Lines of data
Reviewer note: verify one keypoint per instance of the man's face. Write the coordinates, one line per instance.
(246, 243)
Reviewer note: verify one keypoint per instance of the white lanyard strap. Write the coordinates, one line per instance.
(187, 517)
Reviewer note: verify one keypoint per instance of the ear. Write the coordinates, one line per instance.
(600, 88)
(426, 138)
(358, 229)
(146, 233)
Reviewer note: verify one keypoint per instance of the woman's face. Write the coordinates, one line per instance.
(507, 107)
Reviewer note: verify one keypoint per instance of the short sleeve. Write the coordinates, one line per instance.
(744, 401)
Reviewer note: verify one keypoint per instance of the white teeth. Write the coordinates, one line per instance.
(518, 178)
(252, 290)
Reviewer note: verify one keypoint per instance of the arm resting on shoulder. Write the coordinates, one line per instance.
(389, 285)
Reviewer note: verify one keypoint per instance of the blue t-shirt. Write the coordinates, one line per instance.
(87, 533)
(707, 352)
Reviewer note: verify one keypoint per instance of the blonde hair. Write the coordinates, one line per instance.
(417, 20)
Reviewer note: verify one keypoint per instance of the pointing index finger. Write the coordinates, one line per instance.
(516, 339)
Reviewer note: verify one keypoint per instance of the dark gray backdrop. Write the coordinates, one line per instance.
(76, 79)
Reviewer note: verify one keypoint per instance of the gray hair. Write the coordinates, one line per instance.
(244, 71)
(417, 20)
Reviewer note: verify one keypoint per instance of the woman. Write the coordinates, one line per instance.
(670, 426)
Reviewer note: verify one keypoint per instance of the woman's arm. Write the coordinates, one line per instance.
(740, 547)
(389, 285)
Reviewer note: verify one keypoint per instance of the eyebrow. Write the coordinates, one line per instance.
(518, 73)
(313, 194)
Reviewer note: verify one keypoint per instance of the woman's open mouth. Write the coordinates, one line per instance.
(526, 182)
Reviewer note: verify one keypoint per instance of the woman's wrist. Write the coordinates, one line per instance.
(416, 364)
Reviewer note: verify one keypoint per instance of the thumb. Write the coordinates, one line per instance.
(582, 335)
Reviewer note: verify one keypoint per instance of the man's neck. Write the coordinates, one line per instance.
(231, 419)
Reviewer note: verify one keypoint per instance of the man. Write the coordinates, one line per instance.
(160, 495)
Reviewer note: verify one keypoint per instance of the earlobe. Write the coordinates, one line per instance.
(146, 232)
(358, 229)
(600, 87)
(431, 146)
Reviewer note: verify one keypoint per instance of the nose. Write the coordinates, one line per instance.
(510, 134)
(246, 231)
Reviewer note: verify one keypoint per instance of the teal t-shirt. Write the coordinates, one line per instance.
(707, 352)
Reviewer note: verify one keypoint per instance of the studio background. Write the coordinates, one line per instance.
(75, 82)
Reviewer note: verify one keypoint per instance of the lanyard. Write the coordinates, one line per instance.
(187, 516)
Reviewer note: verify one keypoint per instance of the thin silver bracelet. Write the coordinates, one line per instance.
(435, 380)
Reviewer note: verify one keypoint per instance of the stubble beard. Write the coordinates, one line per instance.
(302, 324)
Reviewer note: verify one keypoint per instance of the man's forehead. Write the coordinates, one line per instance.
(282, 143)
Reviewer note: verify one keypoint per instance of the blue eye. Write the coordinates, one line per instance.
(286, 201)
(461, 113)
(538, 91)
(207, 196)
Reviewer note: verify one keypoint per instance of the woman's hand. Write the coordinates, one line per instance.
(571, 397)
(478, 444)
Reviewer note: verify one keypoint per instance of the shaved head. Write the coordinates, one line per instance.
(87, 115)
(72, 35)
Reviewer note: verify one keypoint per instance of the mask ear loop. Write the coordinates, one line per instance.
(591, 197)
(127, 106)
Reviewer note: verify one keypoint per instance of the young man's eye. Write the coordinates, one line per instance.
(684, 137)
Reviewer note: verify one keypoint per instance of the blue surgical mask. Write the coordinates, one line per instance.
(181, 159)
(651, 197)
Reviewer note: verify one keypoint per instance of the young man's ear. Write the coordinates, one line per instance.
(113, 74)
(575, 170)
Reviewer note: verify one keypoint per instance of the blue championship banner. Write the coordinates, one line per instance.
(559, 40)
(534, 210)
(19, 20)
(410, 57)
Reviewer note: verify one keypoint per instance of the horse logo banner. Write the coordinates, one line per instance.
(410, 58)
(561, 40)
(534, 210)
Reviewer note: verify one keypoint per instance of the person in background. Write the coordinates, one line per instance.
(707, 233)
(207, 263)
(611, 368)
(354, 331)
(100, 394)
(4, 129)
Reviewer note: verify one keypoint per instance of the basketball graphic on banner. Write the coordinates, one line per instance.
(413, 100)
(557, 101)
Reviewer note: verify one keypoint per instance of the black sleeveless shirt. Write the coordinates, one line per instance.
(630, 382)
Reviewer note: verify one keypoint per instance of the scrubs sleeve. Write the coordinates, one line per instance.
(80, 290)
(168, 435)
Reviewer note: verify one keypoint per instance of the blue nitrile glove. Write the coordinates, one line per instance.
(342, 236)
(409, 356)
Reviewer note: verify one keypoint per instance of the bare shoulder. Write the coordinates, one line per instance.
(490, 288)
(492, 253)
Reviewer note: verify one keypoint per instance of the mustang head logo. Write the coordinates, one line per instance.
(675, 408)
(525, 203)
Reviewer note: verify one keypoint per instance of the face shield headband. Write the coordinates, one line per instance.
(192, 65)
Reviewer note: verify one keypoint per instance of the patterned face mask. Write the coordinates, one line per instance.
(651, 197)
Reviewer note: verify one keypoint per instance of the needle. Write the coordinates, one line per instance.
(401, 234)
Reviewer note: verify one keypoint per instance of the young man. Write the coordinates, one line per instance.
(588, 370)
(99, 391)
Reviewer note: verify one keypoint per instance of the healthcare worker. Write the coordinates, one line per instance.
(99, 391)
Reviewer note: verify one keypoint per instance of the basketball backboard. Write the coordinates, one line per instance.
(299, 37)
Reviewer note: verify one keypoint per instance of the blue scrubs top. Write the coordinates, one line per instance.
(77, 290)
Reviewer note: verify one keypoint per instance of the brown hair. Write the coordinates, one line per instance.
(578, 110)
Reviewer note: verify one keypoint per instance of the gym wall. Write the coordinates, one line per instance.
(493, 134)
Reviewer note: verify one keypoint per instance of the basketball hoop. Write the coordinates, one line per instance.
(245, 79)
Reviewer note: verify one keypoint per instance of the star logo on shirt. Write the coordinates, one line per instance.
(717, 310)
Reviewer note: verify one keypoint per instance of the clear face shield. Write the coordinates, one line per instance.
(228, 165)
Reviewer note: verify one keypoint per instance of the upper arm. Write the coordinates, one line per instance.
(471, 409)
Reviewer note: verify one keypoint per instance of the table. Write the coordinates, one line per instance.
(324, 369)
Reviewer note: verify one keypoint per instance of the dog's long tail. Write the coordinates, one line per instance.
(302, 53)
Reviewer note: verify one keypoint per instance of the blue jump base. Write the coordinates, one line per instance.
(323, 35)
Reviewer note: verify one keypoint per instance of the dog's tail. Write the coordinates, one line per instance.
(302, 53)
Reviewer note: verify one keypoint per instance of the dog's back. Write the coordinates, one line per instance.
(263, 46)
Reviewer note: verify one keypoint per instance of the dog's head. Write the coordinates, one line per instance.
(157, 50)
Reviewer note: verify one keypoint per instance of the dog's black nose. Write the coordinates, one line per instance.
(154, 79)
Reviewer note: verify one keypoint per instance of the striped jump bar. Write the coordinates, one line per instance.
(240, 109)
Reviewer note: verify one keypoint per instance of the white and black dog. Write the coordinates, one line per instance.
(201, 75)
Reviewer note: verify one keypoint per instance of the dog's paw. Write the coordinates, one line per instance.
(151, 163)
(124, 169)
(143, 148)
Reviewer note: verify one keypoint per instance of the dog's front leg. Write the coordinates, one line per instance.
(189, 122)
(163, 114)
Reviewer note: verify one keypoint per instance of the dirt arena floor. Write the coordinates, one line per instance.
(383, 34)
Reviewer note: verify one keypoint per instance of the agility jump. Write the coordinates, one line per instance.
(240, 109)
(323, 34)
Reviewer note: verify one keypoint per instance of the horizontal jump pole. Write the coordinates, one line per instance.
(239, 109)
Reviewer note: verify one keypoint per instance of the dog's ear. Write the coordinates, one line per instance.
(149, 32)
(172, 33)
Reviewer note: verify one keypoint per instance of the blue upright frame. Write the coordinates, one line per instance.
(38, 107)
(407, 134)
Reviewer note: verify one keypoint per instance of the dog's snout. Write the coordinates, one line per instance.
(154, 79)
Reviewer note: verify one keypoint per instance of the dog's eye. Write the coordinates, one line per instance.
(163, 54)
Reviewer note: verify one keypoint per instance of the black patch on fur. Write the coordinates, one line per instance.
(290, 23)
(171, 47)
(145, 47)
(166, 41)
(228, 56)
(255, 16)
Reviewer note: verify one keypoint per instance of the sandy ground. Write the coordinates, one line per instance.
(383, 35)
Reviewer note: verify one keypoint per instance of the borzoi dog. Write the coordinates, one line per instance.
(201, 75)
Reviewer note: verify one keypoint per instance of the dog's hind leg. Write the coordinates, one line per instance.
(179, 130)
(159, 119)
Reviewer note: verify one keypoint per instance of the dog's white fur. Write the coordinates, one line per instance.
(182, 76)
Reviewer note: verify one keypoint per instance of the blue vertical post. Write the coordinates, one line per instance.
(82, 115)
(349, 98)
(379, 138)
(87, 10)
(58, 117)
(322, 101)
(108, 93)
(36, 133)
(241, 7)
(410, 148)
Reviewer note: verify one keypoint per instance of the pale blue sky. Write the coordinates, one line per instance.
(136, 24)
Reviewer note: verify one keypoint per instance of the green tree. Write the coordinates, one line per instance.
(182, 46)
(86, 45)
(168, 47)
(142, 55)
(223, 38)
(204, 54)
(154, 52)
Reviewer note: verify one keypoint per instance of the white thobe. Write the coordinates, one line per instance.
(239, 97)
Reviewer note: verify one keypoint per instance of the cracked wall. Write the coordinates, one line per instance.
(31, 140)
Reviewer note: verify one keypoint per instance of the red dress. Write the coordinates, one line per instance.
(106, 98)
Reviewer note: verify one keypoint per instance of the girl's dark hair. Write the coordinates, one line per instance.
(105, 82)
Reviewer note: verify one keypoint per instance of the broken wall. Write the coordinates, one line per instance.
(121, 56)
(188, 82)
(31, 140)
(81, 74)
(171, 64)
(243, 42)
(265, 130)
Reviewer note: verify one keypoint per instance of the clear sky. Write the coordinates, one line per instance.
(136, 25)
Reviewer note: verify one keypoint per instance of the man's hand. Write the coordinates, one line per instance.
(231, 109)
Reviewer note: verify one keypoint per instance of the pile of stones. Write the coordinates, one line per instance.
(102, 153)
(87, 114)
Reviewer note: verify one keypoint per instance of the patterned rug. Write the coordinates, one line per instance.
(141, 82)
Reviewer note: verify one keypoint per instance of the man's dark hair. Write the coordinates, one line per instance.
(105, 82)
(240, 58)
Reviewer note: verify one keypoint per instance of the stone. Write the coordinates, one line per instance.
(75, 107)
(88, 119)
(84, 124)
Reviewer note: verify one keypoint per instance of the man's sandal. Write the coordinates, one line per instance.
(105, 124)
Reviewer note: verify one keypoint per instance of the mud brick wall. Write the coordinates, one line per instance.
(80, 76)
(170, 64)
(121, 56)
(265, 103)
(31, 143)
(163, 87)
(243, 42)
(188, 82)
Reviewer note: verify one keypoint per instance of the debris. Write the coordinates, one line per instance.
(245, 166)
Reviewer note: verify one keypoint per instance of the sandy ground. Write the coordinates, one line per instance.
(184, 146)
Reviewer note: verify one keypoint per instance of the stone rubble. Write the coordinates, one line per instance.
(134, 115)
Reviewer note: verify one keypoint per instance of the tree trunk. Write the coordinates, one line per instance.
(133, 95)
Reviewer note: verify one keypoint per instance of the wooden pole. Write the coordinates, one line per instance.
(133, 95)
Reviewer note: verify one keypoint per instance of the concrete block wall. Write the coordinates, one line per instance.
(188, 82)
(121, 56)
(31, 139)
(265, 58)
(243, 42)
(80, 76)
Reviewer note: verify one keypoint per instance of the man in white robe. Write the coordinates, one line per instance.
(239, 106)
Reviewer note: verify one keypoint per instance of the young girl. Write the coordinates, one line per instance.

§ What the task asks
Locate "Reviewer note: verify one keypoint per instance of the tree" in the data above. Then repeat, exactly, its line and each line after it through the last, adding nothing.

§ Finished answer
Reviewer note: verify one keypoint per instance of the tree trunk. Write the coordinates, one line per instance.
(133, 95)
Reviewer note: verify one keypoint per instance of the wooden pole. Write the coordinates, one line per instance.
(133, 95)
Reviewer note: verify one keypoint per instance of the concrete block wall. Write the coordinates, one line per instance.
(188, 82)
(121, 56)
(31, 139)
(265, 58)
(243, 42)
(80, 76)
Reviewer note: verify one keypoint per instance of the man in white robe. Write the coordinates, one line per instance.
(239, 106)
Reviewer note: verify one keypoint per instance of the young girl. Write the coordinates, one line per instance.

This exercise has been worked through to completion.